The task:
Return every line in the records that contains the word "drop". Case counts.

Stored records:
<<<<

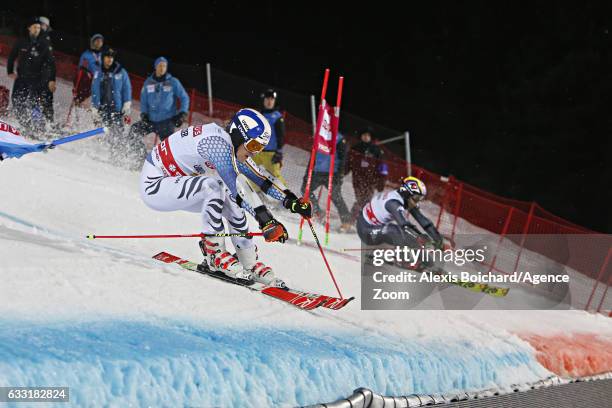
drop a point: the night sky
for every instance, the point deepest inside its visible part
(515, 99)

>>>>
<<<<

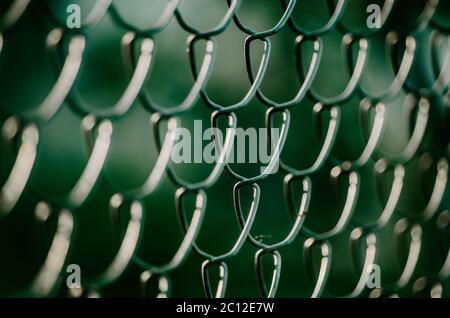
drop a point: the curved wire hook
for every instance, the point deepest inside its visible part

>>>>
<<<<

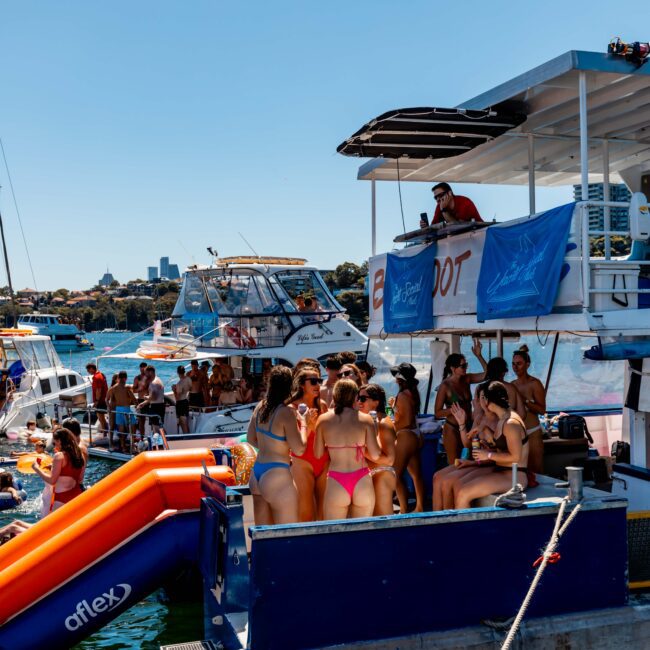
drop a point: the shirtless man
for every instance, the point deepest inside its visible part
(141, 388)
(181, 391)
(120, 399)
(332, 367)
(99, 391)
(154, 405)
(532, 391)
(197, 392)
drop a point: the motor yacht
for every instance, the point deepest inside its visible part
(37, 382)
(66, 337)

>>>>

Result for this exercise:
drop a point: the night sky
drop a point: the curved wire hook
drop a point: the shirtless man
drop a point: the motor yacht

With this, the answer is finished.